_Exercise data_
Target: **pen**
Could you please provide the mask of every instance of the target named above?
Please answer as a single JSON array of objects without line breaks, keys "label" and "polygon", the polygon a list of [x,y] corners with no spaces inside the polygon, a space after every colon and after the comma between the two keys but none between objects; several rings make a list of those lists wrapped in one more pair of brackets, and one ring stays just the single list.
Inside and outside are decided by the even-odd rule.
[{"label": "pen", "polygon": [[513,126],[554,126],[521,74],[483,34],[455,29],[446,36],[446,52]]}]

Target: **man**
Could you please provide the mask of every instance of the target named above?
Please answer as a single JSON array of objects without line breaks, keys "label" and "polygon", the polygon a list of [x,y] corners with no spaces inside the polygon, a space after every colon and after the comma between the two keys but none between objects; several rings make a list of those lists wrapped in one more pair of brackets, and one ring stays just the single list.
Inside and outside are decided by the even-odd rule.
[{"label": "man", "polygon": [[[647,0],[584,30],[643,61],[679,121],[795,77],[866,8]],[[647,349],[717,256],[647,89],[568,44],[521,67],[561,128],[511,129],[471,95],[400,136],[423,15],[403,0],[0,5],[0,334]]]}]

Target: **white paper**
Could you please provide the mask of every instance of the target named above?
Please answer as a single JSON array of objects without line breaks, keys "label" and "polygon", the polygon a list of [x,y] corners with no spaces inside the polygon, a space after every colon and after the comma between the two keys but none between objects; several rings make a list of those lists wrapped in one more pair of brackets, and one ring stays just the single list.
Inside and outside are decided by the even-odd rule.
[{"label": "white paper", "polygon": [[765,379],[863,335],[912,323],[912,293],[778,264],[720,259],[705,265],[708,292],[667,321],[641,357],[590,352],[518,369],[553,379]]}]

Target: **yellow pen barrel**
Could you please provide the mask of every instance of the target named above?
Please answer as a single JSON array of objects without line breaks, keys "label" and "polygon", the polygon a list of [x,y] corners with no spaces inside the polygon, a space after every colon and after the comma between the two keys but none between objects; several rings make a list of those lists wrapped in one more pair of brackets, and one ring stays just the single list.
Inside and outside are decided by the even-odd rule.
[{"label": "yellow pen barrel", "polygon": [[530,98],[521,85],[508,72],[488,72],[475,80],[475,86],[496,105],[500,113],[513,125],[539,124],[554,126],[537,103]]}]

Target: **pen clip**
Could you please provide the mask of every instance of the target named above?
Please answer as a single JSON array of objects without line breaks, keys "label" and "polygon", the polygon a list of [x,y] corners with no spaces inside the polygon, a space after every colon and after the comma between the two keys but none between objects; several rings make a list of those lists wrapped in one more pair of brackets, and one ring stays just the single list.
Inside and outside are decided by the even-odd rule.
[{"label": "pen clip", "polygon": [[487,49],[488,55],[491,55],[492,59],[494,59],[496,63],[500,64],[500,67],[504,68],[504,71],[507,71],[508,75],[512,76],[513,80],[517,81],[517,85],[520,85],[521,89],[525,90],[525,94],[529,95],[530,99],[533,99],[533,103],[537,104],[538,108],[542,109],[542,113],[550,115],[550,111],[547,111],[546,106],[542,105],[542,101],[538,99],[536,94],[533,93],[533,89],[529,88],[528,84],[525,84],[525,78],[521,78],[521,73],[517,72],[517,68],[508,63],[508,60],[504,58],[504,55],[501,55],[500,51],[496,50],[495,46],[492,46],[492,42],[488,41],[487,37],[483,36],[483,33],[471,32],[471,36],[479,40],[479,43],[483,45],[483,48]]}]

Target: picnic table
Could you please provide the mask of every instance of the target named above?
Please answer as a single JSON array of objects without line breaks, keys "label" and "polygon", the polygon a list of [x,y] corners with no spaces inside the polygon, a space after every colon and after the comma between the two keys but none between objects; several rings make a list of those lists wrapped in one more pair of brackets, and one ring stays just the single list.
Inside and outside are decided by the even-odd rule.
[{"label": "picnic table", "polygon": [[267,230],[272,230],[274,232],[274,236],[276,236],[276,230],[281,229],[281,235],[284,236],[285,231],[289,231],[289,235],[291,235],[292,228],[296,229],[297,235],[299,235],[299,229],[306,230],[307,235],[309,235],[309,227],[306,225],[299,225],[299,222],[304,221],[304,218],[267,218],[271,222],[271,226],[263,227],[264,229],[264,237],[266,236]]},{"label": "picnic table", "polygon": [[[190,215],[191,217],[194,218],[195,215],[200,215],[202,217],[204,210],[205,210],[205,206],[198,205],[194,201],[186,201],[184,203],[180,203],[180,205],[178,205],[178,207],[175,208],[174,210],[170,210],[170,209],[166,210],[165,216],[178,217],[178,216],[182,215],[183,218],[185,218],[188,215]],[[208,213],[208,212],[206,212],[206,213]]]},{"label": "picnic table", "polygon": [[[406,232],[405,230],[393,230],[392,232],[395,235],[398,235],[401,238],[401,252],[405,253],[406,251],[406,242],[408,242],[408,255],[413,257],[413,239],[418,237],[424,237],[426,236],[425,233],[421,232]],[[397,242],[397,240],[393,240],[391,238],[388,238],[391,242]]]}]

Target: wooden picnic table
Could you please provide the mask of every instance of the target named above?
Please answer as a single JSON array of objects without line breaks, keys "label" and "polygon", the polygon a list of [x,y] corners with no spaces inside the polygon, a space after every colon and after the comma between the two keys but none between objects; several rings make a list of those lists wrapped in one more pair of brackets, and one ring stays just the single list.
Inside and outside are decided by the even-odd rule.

_Assigned task_
Set down the entire material again, exactly as it stands.

_Exercise solution_
Target: **pen**
Could you please provide the mask of every instance of the target named above?
Please answer as a single JSON array of objects without line breaks, keys "label" and "polygon", the polygon a list of [x,y] corners with no spaces inside the polygon, a space after every colon and after the comma between the two keys but none between objects; several rings make a list of those lists wrapped in one more pair of brackets, and one ring stays just the single list.
Inside and outside are decided by the even-odd rule.
[{"label": "pen", "polygon": [[513,126],[554,126],[521,74],[483,34],[455,29],[446,36],[446,52]]}]

Target: **man**
Could you please provide the mask of every instance of the target named above?
Please answer as a single JSON array of objects without line breaks, keys "label" and "polygon", the polygon a list of [x,y] corners with no spaces inside the polygon, a space after every colon and after the comma between the two keys but none between objects; several rings make a list of those lists wrapped in one more pair of brackets, and one ring stays just the single list.
Inside and outside are decided by the even-odd rule.
[{"label": "man", "polygon": [[[647,0],[584,30],[643,61],[679,121],[795,77],[866,8]],[[647,349],[717,256],[647,89],[568,44],[521,67],[561,128],[511,129],[471,95],[400,136],[423,15],[403,0],[0,5],[0,334]]]}]

Target: **white paper**
Could you please provide the mask of every instance of the target named above?
Please answer as a single JSON array of objects without line breaks, keys "label" and "polygon", the polygon a list of [x,y] corners with no spaces inside the polygon, a space after every colon and after the comma between the two keys but none between objects; several rings make a list of those lists wrapped in one more pair of brackets, and one ring stays just the single list.
Inside and outside are decided by the even-odd rule.
[{"label": "white paper", "polygon": [[765,379],[863,335],[912,323],[912,293],[778,264],[720,259],[705,265],[708,292],[667,321],[641,357],[590,352],[518,369],[553,379]]}]

Target: **yellow pen barrel**
Could you please provide the mask of every instance of the target named above?
Please answer as a single JSON array of objects without line breaks, keys "label" and "polygon", the polygon a list of [x,y] corners with no spaces inside the polygon, a space after every colon and after the comma between the two keys but none between objects; several rings make a list of those lists wrapped in one more pair of brackets, and one ring stays just the single list.
Inside and outside are decided by the even-odd rule.
[{"label": "yellow pen barrel", "polygon": [[530,98],[521,85],[508,72],[488,72],[475,80],[475,86],[496,105],[500,113],[513,125],[539,124],[554,126],[537,103]]}]

Target: **pen clip**
Could you please provide the mask of every instance of the target named above?
Please answer as a single JSON array of objects without line breaks, keys "label" and "polygon", the polygon a list of [x,y] corners with no spaces inside the polygon, a space after every colon and after the comma between the two keys but none between objects; several rings make a list of those lists wrapped in one more pair of brackets, and one ring stays just the single list.
Inside and outside are decided by the even-odd rule.
[{"label": "pen clip", "polygon": [[487,49],[488,55],[491,55],[492,59],[494,59],[496,63],[500,64],[500,67],[504,68],[504,71],[507,71],[508,75],[512,76],[513,80],[517,81],[517,85],[520,85],[521,89],[525,90],[525,94],[529,95],[530,99],[533,99],[533,103],[537,104],[538,108],[542,109],[542,113],[550,115],[550,111],[547,111],[546,106],[542,105],[542,101],[538,99],[536,94],[533,93],[533,89],[529,88],[528,84],[525,84],[525,78],[521,78],[521,73],[517,72],[517,68],[508,63],[508,60],[504,58],[504,55],[501,55],[500,51],[496,50],[495,46],[492,46],[492,42],[488,41],[487,37],[483,36],[483,33],[471,32],[471,36],[479,40],[479,43],[483,45],[483,48]]}]

Target: picnic table
Could you please provide the mask of every instance of the target named above?
Please answer as a single JSON array of objects without line breaks, keys "label" and "polygon", the polygon a list of [x,y] corners with no spaces inside the polygon, a space after every colon and after the comma between the two keys but none between objects; several rings make a list of those lists wrapped in one more pair of brackets, and one ring stays just the single list.
Inside and outside are decided by the even-odd rule.
[{"label": "picnic table", "polygon": [[267,230],[272,230],[274,232],[274,236],[276,236],[276,230],[281,229],[281,235],[284,236],[285,231],[289,231],[289,235],[291,235],[292,228],[296,229],[297,235],[299,235],[299,229],[306,230],[307,235],[309,235],[309,227],[306,225],[299,225],[299,222],[304,221],[304,218],[267,218],[271,222],[271,226],[263,227],[264,229],[264,237],[266,236]]},{"label": "picnic table", "polygon": [[[190,215],[191,217],[194,218],[195,215],[200,215],[202,217],[204,210],[205,210],[205,206],[198,205],[194,201],[186,201],[184,203],[180,203],[180,205],[178,205],[178,207],[175,208],[174,210],[170,210],[170,209],[166,210],[165,216],[178,217],[178,216],[182,215],[183,218],[185,218],[188,215]],[[208,213],[208,212],[206,212],[206,213]]]},{"label": "picnic table", "polygon": [[[406,232],[405,230],[393,230],[392,232],[395,235],[398,235],[401,238],[401,252],[405,253],[406,251],[406,242],[408,242],[408,255],[413,257],[413,239],[418,237],[424,237],[426,236],[425,233],[421,232]],[[397,242],[397,240],[393,240],[391,238],[388,238],[391,242]]]}]

Target: wooden picnic table
Could you please provide the mask of every instance of the target named above?
Please answer as a single JSON array of objects without line breaks, keys "label" and "polygon", the polygon a list of [x,y] corners with no spaces inside the polygon, a space after every colon and after the comma between the two keys but none between objects; several rings make a list of those lists wrapped in one more pair of brackets, and one ring stays just the single list.
Inside and outside are decided by the even-odd rule.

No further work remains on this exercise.